Source extract:
+---+

Traveling is always an interesting way to observe both how we communicate with one another, and how stress can impact communication. It can also remind you just how bizarre it can be to interact in worlds we consider familiar.
After arriving to the airport this morning, I found myself standing in line for security in front of an unusual man wearing sunglasses. He was friendly to a fault, and started talking to me despite my not having made eye contact, or even offering a 'good morning'. He wore dark sunglasses, slicked back hair, and carried a bag containing a suit jacket. Instead of a greeting, he said "I only need to show my boarding pass, right?"
We carried on in silence for a while, in part because when I travel, I like to retreat into my thoughts more than interact. Perhaps it's a means to handle the sheer number of people, though perhaps it's also because I hadn't yet had any coffee, so I wasn't feeling terribly social.
After a few minutes, he broke the silence again. "They don't have dog sniffers in Phoneix, do they?"

+---+

Records shown:

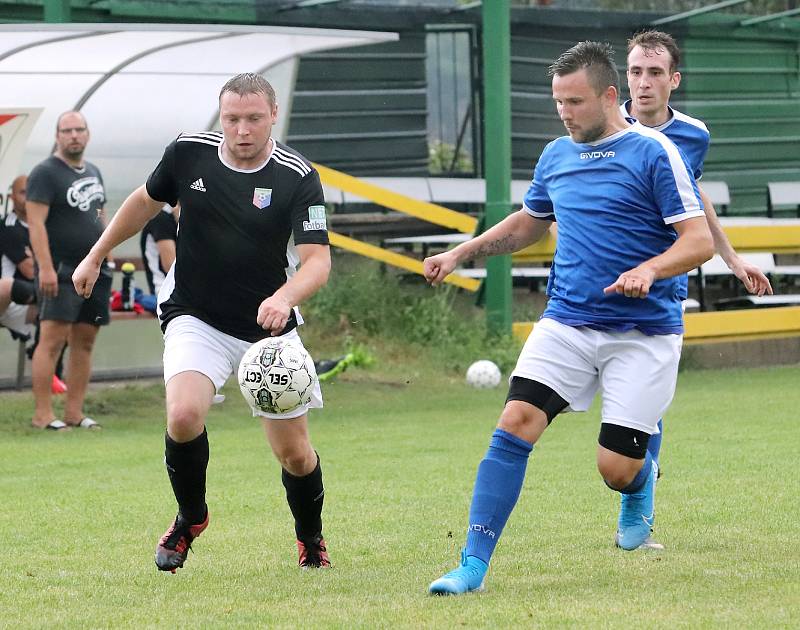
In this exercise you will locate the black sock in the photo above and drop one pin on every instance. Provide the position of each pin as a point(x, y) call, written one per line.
point(186, 465)
point(305, 496)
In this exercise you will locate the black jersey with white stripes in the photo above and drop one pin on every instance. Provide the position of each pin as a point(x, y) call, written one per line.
point(237, 230)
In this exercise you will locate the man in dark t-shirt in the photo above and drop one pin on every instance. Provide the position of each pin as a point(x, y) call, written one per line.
point(66, 216)
point(251, 210)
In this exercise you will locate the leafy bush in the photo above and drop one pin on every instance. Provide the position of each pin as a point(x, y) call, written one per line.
point(369, 303)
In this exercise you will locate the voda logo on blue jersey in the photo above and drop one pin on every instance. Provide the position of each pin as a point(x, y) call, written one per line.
point(590, 155)
point(316, 219)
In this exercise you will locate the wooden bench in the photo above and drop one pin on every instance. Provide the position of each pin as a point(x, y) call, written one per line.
point(719, 195)
point(781, 195)
point(755, 301)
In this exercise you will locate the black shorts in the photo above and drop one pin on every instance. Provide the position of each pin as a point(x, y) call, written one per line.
point(68, 306)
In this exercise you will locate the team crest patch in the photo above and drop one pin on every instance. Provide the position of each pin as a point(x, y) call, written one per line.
point(316, 219)
point(262, 197)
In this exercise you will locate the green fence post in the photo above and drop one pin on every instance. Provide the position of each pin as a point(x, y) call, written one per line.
point(497, 153)
point(57, 11)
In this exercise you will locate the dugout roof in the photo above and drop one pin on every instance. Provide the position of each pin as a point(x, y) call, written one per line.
point(140, 85)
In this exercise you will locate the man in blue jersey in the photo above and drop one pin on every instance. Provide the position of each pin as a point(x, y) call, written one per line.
point(653, 58)
point(630, 222)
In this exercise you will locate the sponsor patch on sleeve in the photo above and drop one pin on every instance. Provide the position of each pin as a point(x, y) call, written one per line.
point(316, 219)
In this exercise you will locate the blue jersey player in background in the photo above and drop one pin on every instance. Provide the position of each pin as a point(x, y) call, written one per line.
point(653, 58)
point(630, 222)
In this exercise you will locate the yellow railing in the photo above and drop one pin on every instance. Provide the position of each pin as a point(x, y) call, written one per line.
point(721, 326)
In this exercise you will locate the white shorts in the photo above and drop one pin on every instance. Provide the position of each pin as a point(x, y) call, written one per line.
point(636, 373)
point(14, 319)
point(191, 345)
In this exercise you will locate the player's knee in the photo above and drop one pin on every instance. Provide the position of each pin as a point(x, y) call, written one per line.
point(297, 459)
point(616, 476)
point(621, 454)
point(518, 418)
point(184, 418)
point(530, 407)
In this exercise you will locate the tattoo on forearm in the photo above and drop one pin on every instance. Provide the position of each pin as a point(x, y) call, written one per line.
point(504, 245)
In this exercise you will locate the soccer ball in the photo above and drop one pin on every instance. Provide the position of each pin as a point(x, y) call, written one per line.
point(276, 376)
point(483, 374)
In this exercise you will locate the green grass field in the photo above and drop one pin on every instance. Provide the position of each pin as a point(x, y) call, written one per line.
point(82, 512)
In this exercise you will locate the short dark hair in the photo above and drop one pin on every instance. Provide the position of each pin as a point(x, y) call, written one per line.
point(249, 83)
point(72, 111)
point(598, 60)
point(651, 40)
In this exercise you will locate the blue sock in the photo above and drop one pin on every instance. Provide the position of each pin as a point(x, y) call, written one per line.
point(497, 488)
point(654, 445)
point(641, 476)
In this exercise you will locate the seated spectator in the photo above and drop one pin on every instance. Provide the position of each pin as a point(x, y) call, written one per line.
point(18, 311)
point(16, 268)
point(157, 242)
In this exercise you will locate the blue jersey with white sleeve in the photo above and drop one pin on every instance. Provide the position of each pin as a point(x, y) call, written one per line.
point(692, 137)
point(615, 201)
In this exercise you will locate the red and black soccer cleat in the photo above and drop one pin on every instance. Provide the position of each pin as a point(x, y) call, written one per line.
point(58, 386)
point(174, 545)
point(313, 554)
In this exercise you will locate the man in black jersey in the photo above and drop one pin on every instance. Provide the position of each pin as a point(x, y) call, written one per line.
point(251, 209)
point(157, 244)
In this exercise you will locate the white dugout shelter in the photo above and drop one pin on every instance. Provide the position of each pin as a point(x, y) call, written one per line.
point(141, 85)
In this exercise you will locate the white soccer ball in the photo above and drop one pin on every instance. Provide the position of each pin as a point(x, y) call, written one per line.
point(483, 374)
point(276, 376)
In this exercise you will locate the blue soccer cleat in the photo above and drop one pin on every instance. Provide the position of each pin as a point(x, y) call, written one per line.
point(637, 514)
point(468, 578)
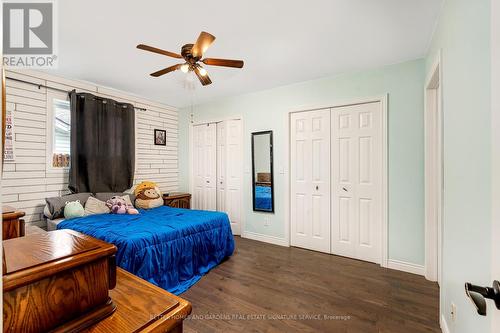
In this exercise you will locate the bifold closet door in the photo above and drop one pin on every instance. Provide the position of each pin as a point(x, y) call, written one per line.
point(221, 166)
point(357, 181)
point(204, 167)
point(310, 180)
point(234, 173)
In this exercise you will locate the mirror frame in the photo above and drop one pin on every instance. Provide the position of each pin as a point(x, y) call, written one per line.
point(271, 170)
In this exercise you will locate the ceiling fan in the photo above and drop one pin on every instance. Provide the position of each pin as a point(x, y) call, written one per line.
point(192, 54)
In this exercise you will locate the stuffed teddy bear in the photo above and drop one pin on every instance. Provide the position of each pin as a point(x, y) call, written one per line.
point(73, 209)
point(118, 205)
point(148, 195)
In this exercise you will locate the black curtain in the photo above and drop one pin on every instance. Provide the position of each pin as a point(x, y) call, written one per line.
point(102, 154)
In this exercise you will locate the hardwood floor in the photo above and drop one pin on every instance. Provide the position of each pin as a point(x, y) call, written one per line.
point(268, 288)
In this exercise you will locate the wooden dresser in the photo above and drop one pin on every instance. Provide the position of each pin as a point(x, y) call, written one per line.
point(138, 305)
point(12, 224)
point(56, 281)
point(177, 200)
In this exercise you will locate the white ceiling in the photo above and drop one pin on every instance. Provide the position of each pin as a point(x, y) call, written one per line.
point(281, 41)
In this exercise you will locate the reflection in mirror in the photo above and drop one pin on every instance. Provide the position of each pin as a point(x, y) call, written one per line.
point(262, 171)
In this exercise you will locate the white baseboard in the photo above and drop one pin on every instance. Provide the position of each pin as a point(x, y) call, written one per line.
point(443, 324)
point(406, 267)
point(265, 238)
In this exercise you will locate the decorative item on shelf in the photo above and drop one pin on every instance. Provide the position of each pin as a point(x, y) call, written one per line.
point(148, 195)
point(12, 224)
point(160, 137)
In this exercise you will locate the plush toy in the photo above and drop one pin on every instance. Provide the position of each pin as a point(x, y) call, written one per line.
point(73, 209)
point(148, 195)
point(118, 205)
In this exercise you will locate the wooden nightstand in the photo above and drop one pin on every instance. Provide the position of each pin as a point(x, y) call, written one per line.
point(177, 200)
point(12, 225)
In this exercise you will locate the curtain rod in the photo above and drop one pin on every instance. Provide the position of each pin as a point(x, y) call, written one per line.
point(62, 90)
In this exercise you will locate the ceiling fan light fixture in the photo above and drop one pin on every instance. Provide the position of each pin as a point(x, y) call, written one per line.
point(185, 68)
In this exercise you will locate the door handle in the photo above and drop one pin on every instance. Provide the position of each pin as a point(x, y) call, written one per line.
point(478, 294)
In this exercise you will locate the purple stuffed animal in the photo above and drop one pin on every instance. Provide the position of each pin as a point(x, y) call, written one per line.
point(118, 205)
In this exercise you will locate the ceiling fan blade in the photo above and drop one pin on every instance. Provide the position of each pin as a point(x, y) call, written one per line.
point(159, 51)
point(202, 43)
point(166, 70)
point(223, 62)
point(204, 79)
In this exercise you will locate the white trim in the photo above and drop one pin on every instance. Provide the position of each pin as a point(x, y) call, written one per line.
point(433, 228)
point(385, 190)
point(265, 238)
point(443, 324)
point(406, 267)
point(495, 155)
point(286, 175)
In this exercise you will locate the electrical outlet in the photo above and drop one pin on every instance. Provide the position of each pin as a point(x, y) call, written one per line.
point(453, 312)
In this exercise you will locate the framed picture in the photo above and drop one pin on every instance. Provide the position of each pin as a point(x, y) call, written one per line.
point(160, 137)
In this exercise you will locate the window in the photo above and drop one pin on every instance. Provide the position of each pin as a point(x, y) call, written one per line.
point(60, 133)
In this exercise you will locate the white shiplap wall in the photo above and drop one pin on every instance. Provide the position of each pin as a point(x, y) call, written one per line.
point(28, 180)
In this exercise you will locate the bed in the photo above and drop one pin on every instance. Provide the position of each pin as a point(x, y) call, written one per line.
point(263, 197)
point(169, 247)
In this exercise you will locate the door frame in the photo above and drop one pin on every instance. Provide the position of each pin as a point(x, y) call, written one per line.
point(433, 185)
point(193, 123)
point(383, 99)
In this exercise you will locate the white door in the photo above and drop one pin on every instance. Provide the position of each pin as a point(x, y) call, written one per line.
point(221, 167)
point(234, 172)
point(310, 179)
point(357, 181)
point(204, 167)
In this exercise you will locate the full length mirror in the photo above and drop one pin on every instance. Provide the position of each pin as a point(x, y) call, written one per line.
point(262, 171)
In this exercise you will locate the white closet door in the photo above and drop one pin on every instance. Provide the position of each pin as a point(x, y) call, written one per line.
point(204, 167)
point(357, 181)
point(210, 149)
point(234, 172)
point(198, 166)
point(310, 180)
point(221, 166)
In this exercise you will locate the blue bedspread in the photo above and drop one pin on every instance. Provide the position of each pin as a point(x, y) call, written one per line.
point(169, 247)
point(263, 197)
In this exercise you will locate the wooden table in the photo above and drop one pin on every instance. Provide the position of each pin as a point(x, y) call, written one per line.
point(142, 307)
point(177, 200)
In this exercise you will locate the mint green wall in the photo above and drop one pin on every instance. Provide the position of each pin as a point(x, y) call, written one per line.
point(463, 36)
point(267, 110)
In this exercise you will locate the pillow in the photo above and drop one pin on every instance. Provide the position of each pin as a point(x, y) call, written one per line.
point(73, 209)
point(105, 196)
point(55, 206)
point(148, 195)
point(95, 206)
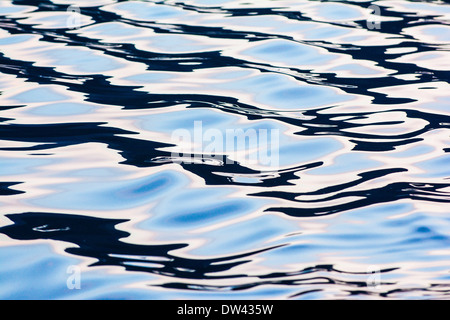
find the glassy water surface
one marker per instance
(94, 205)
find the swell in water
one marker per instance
(91, 95)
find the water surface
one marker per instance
(91, 93)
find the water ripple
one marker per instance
(92, 178)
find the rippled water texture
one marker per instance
(95, 206)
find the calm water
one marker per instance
(94, 205)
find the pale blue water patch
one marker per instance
(33, 271)
(22, 166)
(307, 150)
(287, 52)
(63, 109)
(438, 167)
(42, 94)
(171, 214)
(98, 193)
(347, 163)
(362, 117)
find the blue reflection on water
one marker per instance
(89, 175)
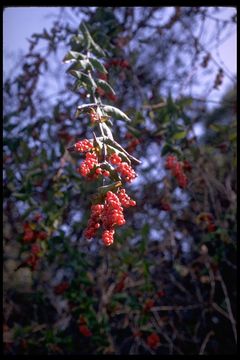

+---+

Problems to solve:
**1.** Translate this sentence from the airport security line story into Spanish: "We carried on in silence for a while, in part because when I travel, I like to retreat into my thoughts more than interact."
**2.** Continue the airport security line story from its last sentence, keeping the same first-person voice.

Outputs by task:
**1.** Seguimos en silencio durante un rato, en parte porque, cuando viajo, me gusta refugiarme en mis pensamientos más que interactuar.

**2.**
Setting aside the unusual turns this conversation took, I found myself thinking about my patients. How doe they handle these situations? Do my patients with aphasia try to talk when they travel, and if so, what sort of reception do they receive? What can I do to maximize their success in such situations, even in the early stages of therapy? It's so easy to take such "simple" communciation for granted.
This is a reminder to me that communication, and indeed language, are not simpley words and turns taken. It's the setting, the body language, the mental state of the people you're trying to interact with. It's the events that lead up to your arrival, and also to everyone else's arrival. It's the lights, the sounds, the smells, the stress.
I am on my way to the annual convention to meet my friends and colleagues, and to learn new things. I always look forward to this, and am excited for the advneture ahead.